▸ PAGE EXTRACT
▶

At the start of this year, former Victory Institute trainee Aldo Dávila took his seat as Guatemala’s freshly-elected, first openly gay Congressman. Four months into his term, Congressman Dávila’s record already includes standing up to the nation’s Health Ministry by demanding more serious action in the face of the current coronavirus pandemic. He further called upon Vice-Minister of Health Rodolfo Galdámez to exhibit deeper respect following the latter’s hour-late appearance to a meeting with the Congress’ Human Rights Commission.
Congressman Dávila’s March speech, streamed on Facebook, came in response to the Guatemalan Health Ministry’s coronavirus prevention campaign. The nation experienced its first confirmed case on March 13; shortly after, the Health Ministry prohibited gatherings of over 100 people and suspended schools for three weeks. However, Congressman Dávila believes the Health Ministry’s campaign leaves out two specific populations. He condemned the campaign’s erasure of indigenous populations, as he stated, “There has been no campaign [of coronavirus prevention] in indigenous languages.” Further, the Health Ministry has only spread information via social networks, which Dávila questioned: “How are we reaching people without smartphones?” He shared his concern for Guatemalans without internet access, who therefore cannot access the Health Ministry’s campaign.
This speech typifies Dávila’s and other LGBTQ elected officials’ legislative actions; they regularly fight for marginalized communities across the board. In addition to providing a voice to indigenous communities and populations without internet access, Congressman Dávila has spent his career as a health issue activist, demanding increased accessibility to HIV medicines in public hospitals.

◀

▸ PROVIDED DATA
▶

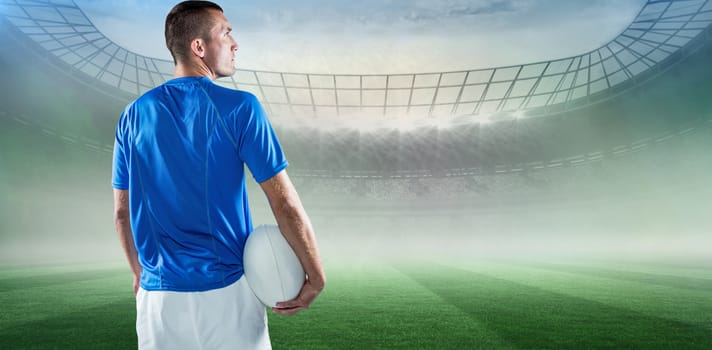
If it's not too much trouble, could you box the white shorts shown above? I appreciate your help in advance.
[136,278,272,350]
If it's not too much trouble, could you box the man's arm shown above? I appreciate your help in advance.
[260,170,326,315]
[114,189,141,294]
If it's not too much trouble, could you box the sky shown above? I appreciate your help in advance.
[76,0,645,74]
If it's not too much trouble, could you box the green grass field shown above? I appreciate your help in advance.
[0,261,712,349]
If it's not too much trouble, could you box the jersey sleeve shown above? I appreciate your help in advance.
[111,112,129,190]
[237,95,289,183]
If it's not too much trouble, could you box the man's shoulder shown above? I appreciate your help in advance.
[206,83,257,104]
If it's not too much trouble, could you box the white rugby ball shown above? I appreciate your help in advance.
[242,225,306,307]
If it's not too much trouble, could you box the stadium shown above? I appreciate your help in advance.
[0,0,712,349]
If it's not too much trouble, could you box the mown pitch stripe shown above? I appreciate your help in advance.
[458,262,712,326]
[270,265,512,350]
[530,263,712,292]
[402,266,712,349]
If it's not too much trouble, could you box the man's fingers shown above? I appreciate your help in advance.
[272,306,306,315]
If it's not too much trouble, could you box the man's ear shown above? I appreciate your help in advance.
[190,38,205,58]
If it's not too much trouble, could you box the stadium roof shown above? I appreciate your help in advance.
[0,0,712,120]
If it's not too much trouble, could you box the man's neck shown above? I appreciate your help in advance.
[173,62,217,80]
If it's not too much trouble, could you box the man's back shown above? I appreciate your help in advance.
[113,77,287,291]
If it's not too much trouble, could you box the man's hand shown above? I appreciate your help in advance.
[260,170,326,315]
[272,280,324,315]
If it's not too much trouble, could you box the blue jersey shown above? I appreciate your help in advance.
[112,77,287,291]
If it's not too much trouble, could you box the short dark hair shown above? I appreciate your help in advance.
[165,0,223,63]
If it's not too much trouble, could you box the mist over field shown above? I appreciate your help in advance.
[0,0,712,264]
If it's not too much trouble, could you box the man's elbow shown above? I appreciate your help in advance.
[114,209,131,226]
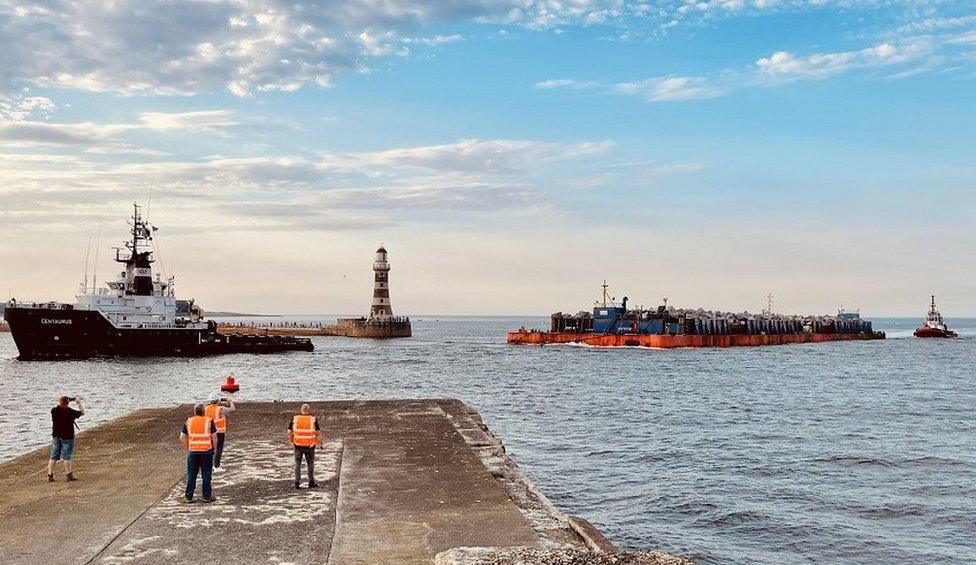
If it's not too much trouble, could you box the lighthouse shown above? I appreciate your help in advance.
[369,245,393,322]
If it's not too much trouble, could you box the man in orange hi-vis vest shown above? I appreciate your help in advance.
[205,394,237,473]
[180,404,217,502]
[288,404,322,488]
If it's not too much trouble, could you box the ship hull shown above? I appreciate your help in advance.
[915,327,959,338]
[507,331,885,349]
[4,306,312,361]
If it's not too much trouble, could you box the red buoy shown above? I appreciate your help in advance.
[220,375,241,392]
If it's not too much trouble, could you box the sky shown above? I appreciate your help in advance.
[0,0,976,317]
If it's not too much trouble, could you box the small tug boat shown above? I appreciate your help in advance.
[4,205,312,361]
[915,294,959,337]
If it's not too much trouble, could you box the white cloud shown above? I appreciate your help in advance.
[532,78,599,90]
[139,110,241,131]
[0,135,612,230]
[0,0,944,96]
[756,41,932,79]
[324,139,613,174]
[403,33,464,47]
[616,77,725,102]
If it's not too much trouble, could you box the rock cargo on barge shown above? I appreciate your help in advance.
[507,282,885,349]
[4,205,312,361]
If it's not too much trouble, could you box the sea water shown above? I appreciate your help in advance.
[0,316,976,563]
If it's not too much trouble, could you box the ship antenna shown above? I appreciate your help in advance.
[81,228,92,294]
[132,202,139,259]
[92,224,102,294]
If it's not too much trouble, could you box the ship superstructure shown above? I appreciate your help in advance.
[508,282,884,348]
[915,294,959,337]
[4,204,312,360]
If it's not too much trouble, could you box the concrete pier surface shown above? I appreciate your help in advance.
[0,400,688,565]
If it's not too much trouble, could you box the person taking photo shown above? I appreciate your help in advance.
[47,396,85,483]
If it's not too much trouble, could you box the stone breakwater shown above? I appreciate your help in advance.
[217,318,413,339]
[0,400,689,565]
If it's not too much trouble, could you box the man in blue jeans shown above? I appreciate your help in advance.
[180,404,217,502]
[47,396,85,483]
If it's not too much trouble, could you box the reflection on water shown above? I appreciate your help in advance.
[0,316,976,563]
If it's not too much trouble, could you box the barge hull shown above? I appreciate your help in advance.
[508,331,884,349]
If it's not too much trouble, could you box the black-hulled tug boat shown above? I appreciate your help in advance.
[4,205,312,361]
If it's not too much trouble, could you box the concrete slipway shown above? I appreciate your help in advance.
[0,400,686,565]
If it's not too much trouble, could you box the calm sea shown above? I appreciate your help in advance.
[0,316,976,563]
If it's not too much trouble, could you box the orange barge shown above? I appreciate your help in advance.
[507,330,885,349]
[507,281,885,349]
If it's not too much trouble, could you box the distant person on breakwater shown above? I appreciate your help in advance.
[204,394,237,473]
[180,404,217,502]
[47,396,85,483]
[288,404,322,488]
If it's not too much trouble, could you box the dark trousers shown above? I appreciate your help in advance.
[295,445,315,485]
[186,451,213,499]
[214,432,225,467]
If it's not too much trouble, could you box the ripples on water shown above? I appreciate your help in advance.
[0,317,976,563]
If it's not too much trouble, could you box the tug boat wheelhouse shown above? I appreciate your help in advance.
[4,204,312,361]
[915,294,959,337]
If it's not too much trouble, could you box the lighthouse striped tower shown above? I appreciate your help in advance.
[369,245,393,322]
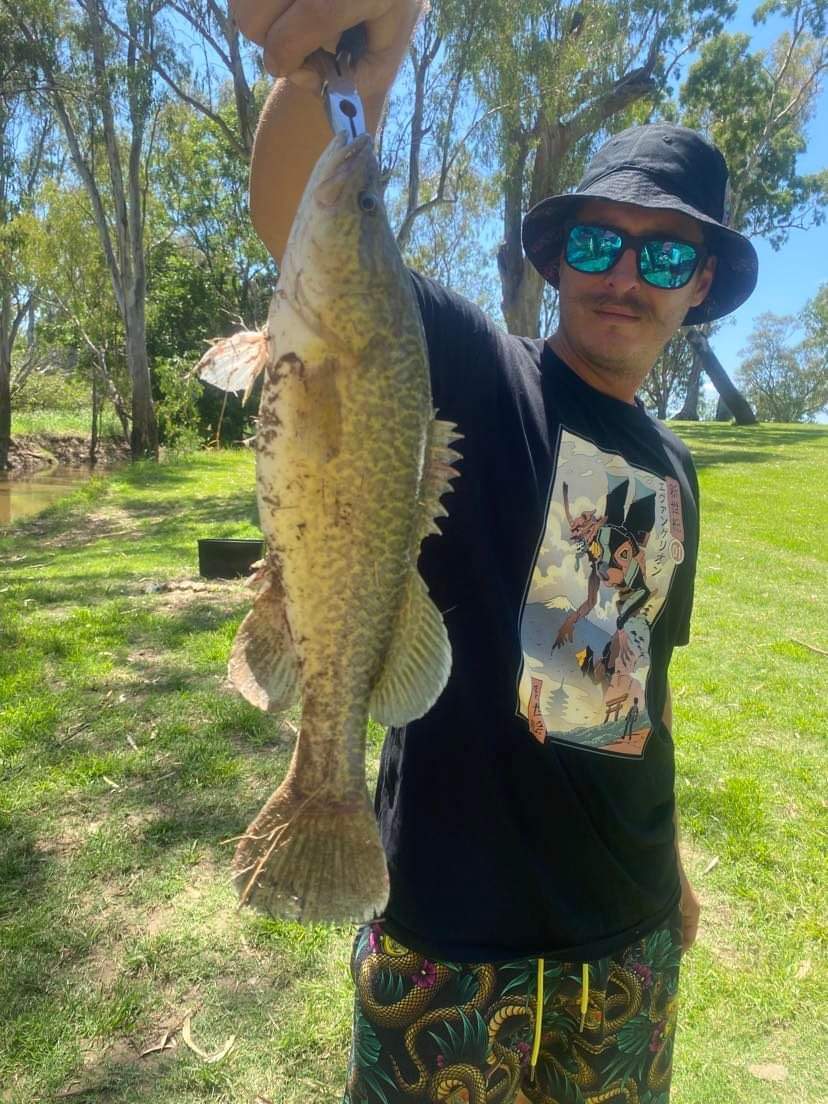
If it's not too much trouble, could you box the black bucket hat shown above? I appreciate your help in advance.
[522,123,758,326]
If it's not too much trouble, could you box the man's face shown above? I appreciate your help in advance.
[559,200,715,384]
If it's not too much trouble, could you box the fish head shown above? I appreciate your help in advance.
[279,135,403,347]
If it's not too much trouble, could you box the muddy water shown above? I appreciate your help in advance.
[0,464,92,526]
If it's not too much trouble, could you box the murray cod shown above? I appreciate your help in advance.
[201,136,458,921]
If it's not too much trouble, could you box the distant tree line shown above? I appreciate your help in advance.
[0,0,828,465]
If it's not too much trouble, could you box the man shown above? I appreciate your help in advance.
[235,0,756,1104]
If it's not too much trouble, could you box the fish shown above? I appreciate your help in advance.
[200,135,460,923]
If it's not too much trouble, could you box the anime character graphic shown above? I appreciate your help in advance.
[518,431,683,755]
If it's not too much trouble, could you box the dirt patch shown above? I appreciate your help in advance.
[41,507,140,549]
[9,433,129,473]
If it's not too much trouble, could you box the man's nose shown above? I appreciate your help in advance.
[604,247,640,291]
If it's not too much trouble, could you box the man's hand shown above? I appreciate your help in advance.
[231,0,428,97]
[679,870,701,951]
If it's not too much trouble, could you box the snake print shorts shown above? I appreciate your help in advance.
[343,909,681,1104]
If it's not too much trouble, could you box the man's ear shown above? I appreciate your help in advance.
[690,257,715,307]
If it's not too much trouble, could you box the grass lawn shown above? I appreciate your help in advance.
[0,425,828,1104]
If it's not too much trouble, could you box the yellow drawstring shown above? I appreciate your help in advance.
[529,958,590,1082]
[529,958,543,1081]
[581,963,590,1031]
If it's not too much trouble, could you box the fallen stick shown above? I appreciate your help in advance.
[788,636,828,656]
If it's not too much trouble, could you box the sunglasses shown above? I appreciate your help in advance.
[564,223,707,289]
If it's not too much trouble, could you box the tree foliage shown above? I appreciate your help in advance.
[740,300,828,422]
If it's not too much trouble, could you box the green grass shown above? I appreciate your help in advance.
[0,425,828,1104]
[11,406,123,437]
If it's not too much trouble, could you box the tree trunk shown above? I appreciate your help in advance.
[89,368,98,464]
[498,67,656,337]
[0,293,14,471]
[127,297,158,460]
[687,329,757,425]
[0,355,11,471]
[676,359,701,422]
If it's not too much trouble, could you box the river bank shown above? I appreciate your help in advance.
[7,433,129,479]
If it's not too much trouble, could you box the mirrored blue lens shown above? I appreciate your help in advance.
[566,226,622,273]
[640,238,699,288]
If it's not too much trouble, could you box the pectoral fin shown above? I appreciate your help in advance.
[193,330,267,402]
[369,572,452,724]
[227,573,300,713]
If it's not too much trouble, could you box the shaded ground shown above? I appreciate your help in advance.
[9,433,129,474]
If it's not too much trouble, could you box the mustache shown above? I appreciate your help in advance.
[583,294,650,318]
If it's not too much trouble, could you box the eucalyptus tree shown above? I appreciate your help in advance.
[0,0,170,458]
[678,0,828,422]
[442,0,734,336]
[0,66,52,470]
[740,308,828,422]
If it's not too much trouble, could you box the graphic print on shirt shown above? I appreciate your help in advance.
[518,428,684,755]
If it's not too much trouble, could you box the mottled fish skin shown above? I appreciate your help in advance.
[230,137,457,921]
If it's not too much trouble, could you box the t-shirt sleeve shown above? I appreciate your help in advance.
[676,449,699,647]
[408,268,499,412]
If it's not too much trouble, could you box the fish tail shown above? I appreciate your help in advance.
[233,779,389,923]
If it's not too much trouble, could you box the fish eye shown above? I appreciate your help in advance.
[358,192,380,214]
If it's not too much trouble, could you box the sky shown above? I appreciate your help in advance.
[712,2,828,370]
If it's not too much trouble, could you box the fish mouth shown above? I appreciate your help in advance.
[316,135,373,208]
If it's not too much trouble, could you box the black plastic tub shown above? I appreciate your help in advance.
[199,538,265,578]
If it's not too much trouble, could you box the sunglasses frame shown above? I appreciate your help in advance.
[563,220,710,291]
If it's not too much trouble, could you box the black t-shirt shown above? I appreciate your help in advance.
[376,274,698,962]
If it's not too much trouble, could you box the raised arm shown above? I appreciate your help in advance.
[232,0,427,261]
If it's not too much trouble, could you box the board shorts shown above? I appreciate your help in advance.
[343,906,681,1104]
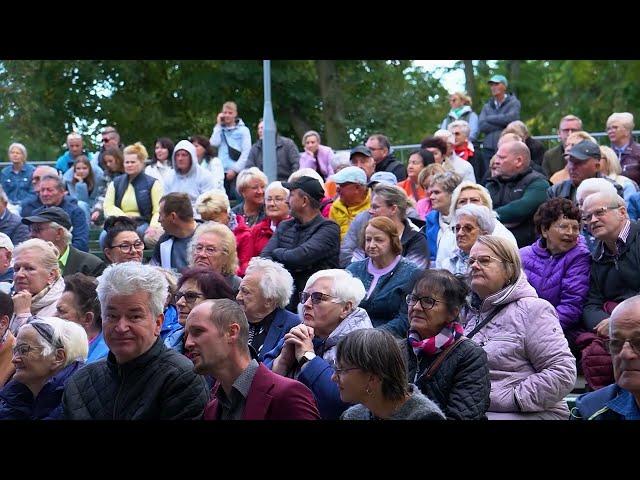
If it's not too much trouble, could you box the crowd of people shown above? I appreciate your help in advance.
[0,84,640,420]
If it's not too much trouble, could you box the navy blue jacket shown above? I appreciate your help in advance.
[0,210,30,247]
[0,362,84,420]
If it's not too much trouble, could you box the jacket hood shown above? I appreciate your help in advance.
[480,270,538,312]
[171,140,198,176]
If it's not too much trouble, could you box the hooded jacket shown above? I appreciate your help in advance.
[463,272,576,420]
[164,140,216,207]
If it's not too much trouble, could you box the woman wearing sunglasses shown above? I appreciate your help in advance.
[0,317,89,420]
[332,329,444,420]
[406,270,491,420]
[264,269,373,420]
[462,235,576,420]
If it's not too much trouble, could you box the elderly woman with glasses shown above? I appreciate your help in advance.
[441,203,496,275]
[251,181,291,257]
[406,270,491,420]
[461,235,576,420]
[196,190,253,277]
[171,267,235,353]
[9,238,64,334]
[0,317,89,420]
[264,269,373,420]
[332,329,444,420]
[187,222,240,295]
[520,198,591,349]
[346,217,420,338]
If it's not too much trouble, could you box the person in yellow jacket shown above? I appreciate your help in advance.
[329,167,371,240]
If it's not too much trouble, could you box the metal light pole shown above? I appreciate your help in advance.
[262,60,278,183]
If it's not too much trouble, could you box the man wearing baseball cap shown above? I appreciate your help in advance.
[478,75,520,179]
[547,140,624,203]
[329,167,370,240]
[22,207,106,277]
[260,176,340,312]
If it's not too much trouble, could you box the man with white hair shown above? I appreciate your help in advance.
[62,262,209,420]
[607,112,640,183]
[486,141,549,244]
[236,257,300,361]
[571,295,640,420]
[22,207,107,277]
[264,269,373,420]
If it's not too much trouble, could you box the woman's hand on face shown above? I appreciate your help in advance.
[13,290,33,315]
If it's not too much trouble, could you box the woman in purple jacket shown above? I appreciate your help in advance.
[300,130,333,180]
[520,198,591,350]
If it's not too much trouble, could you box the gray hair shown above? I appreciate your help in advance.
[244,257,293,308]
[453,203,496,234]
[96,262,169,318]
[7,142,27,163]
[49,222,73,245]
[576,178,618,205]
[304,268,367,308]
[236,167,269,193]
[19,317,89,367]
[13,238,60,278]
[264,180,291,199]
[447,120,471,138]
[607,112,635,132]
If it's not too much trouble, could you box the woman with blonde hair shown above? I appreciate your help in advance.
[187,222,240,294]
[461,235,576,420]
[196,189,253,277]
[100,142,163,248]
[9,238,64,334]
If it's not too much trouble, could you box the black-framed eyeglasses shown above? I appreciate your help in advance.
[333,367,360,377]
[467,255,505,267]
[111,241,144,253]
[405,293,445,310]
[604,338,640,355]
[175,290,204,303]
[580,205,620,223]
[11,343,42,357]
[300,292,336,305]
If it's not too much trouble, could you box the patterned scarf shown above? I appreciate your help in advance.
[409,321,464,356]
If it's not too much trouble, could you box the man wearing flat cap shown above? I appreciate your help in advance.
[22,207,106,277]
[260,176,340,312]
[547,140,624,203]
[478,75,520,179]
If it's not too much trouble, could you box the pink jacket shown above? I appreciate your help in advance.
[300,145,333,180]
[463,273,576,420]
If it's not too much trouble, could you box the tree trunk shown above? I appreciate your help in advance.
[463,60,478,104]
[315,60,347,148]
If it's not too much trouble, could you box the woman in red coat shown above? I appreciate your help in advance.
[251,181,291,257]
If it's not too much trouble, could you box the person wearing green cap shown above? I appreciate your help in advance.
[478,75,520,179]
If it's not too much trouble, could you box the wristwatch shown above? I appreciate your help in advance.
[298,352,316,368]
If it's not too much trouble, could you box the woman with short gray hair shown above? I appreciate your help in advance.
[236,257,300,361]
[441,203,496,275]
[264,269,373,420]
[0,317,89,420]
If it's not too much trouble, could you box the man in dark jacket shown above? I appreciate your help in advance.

◀

▸ QUESTIONS ON THE MATERIAL
a – Could you quote the article on Aldo Dávila from "Congressman Dávila’s March" up to and including "Health Ministry’s campaign."?
b – Can you continue the article on Aldo Dávila from where it stops?

▸ ANSWERS PROVIDED
a –
Congressman Dávila’s March speech, streamed on Facebook, came in response to the Guatemalan Health Ministry’s coronavirus prevention campaign. The nation experienced its first confirmed case on March 13; shortly after, the Health Ministry prohibited gatherings of over 100 people and suspended schools for three weeks. However, Congressman Dávila believes the Health Ministry’s campaign leaves out two specific populations. He condemned the campaign’s erasure of indigenous populations, as he stated, “There has been no campaign [of coronavirus prevention] in indigenous languages.” Further, the Health Ministry has only spread information via social networks, which Dávila questioned: “How are we reaching people without smartphones?” He shared his concern for Guatemalans without internet access, who therefore cannot access the Health Ministry’s campaign.

b –
Despite his courage in office, Congressman Dávila shared that he unfortunately experienced discrimination based on his sexual orientation from his colleagues in Congress. His fellow legislators traded insults regarding his gay identity behind his back. One Congressman, Edwin Noé Lux, exhibited his support of Dávila by requesting the Board of Congress formally investigate the homophobic comments, and hold a vote of no confidence for the legislators implicated. Lux further asked that the homophobic acts be condemned by Congress. Though 35 members of Congress voted in support, 78 voted against the investigation, and Dávila expressed intent to follow up with further legal action.
Congressman Dávila’s strength highlights the importance of LGBTQ representation in elected office. The more LGBTQ leaders that get elected, the more activists in legislative bodies can stand up for LGBTQ populations both in Congress and across each nation. Their representation educated the general population on LGBTQ issues and actively works against homophobia and transphobia.
Congressman Dávila’s long preparation for his current Congressional position fighting for equal rights in Guatemala was significantly bolstered two years ago, when he attended Victory Institute’s Central America Leadership Academy in Honduras. Victory Institute’s international work provides outstanding LGBTQ leaders like Dávila the training and support necessary for successful campaigns. Through Victory Institute’s trainings, activists can increase representation and fight for LGBTQ rights across the globe.